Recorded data
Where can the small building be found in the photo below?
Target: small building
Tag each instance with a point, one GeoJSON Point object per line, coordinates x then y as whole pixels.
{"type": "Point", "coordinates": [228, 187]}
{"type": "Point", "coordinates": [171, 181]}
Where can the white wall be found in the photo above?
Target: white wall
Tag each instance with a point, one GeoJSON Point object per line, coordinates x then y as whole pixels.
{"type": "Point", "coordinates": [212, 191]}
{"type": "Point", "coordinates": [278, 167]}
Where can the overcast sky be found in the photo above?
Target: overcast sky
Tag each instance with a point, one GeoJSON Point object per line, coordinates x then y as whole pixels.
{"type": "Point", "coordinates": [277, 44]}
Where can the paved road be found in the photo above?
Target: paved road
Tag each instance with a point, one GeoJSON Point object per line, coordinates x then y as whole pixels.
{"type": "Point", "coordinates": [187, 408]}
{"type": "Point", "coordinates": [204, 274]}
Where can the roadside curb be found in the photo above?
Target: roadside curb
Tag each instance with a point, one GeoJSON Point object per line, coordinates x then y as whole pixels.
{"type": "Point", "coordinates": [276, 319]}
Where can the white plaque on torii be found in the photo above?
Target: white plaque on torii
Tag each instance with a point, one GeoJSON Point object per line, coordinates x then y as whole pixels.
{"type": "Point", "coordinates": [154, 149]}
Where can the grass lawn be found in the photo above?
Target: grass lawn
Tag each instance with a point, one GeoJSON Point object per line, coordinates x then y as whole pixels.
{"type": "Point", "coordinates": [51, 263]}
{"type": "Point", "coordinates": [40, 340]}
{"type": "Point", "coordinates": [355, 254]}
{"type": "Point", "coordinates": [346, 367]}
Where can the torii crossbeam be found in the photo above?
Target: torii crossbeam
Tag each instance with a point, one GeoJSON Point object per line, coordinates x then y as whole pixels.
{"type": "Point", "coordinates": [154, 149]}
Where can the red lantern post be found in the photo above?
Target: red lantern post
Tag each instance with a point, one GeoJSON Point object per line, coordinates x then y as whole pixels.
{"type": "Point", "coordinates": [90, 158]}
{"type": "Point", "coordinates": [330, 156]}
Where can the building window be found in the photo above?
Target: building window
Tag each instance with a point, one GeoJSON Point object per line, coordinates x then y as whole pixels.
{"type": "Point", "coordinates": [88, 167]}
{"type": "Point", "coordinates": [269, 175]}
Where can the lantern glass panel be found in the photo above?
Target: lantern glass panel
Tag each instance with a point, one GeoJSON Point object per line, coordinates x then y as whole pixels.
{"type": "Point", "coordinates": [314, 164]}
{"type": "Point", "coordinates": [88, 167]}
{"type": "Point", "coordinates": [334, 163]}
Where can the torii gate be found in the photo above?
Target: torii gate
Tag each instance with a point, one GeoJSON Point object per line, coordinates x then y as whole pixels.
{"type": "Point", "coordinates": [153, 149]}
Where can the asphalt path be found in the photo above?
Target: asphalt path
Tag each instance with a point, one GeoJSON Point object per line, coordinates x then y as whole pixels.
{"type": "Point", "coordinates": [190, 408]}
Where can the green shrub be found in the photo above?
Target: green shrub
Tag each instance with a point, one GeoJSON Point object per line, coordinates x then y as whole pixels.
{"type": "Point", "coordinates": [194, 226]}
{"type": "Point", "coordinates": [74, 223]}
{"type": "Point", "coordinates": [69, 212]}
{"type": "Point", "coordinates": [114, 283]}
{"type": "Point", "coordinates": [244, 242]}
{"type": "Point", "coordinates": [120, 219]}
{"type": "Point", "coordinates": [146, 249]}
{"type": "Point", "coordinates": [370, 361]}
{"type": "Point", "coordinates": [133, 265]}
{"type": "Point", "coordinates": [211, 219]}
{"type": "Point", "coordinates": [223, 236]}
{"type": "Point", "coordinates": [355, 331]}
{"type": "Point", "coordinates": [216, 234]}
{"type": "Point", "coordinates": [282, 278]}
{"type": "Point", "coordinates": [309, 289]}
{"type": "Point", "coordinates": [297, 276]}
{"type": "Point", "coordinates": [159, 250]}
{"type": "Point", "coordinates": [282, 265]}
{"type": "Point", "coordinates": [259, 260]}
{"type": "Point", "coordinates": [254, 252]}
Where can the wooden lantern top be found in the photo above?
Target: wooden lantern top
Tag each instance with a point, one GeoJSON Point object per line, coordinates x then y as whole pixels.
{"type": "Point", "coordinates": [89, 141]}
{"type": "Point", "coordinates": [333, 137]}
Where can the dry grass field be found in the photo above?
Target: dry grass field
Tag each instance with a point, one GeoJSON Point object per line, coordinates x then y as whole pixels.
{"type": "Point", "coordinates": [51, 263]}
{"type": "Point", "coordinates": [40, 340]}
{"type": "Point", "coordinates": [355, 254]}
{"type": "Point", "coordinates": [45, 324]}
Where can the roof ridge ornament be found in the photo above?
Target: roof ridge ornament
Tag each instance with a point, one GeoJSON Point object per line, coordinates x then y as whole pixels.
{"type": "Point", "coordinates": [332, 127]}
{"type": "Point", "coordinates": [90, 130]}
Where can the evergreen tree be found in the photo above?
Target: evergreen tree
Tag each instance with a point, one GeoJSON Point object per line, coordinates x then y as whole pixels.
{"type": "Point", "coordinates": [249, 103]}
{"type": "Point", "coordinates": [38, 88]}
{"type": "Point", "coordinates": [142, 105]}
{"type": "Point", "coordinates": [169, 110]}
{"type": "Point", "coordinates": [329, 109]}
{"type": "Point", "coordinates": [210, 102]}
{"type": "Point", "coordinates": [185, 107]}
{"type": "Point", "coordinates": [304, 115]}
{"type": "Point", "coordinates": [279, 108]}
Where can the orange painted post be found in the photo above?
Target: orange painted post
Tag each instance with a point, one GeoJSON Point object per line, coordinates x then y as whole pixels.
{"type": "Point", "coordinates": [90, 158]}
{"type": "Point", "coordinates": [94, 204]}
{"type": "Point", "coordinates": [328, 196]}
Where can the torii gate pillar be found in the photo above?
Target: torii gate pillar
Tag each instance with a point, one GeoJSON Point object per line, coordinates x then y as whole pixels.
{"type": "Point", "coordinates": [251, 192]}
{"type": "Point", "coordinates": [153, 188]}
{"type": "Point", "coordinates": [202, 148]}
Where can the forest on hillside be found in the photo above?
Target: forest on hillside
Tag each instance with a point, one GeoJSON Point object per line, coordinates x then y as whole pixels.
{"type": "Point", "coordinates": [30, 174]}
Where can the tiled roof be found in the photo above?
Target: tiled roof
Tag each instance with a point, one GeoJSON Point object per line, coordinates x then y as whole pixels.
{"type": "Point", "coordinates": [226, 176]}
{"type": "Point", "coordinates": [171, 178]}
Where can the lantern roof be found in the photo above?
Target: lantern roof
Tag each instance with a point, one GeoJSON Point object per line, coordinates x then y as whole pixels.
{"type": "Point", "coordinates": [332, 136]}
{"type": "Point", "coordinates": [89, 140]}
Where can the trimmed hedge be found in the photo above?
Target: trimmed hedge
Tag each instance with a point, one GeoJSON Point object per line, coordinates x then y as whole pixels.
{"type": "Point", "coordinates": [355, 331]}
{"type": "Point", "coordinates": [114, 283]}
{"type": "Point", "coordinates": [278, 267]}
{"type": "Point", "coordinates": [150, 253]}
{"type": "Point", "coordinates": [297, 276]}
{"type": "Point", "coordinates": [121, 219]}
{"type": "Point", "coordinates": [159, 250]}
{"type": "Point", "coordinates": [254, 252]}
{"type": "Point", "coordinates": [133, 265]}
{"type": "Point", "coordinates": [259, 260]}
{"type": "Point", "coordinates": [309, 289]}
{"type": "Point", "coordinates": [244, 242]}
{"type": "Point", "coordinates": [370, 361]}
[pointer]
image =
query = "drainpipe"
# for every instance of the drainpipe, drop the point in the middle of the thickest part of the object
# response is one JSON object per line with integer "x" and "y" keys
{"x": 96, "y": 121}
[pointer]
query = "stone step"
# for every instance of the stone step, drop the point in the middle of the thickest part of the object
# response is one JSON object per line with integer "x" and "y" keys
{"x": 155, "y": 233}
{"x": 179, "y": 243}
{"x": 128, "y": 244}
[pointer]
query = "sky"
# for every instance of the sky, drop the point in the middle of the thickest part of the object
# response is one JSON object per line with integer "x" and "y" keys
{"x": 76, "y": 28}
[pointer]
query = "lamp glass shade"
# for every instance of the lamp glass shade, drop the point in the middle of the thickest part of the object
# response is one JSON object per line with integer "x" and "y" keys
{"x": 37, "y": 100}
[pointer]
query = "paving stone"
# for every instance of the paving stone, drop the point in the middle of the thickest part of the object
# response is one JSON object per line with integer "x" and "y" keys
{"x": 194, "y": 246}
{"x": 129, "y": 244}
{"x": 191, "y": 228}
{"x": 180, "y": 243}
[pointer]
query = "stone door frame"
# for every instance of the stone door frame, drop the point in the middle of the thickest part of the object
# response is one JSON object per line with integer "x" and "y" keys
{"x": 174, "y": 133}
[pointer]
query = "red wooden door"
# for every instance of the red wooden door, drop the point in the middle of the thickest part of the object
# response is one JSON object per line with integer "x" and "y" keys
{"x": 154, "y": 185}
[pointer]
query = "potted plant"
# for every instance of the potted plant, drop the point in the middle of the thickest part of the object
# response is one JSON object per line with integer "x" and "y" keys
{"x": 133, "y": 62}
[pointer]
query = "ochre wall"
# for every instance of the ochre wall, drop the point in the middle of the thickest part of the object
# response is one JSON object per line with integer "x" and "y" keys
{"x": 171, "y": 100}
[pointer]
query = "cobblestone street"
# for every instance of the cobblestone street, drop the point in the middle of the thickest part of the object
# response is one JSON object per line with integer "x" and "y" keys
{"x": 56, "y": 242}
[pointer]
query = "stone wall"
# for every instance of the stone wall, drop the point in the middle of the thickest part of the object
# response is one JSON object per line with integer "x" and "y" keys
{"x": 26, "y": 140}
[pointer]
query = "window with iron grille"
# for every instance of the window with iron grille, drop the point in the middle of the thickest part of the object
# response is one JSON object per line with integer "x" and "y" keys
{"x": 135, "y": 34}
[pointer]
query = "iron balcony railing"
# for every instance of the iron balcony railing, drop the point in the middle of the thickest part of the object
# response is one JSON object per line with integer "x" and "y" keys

** To do **
Your reply must contain exactly the lines from the first line of the data through the line holding "Target: small building", and nothing more.

** Completed task **
Where can the small building be found in the photo below?
Target: small building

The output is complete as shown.